Reproduce word for word every line of the entries below, from the line containing "of the grey" through the final line, and nothing else.

Data entries
==========

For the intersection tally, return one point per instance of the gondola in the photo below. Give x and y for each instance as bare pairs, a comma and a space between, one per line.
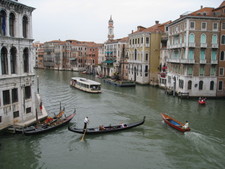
106, 129
174, 123
32, 130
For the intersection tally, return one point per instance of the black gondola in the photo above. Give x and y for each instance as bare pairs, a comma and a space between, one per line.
106, 129
32, 130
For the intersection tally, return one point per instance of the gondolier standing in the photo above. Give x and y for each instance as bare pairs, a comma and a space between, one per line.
85, 122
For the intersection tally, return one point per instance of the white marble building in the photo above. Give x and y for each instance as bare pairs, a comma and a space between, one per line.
18, 101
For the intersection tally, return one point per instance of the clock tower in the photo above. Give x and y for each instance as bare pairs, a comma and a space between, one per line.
110, 28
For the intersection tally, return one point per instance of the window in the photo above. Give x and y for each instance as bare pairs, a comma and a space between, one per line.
202, 71
4, 61
146, 70
14, 95
135, 54
215, 26
2, 23
12, 25
213, 71
214, 39
28, 110
13, 60
25, 60
213, 55
146, 56
222, 55
220, 87
191, 38
203, 38
223, 25
191, 54
204, 25
223, 39
200, 87
25, 26
181, 83
190, 71
202, 55
221, 71
192, 25
189, 84
27, 92
6, 97
212, 85
16, 114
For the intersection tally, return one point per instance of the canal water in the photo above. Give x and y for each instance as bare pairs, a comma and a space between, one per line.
153, 145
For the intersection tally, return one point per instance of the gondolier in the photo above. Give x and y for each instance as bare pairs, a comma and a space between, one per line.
85, 122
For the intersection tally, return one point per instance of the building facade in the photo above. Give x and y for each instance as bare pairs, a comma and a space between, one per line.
193, 44
18, 100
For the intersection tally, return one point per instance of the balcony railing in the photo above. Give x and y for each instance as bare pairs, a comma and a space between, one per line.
215, 45
214, 61
191, 44
183, 61
203, 61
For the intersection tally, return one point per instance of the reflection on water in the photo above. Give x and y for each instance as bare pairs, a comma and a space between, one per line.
152, 145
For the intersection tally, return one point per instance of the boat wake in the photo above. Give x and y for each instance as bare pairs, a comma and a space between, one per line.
208, 147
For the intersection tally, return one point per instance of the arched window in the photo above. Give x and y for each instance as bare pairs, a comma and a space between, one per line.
25, 26
200, 85
13, 60
25, 60
203, 38
214, 39
2, 23
4, 61
12, 25
212, 85
223, 39
189, 84
192, 38
222, 55
135, 54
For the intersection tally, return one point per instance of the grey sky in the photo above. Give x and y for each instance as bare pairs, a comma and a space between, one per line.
87, 20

==========

● **Answer area**:
For the intersection tally, return one point per instance of the grey sky in the photo above. Give x and y for each instance as bare pairs, a comma and a space between, one per line.
87, 20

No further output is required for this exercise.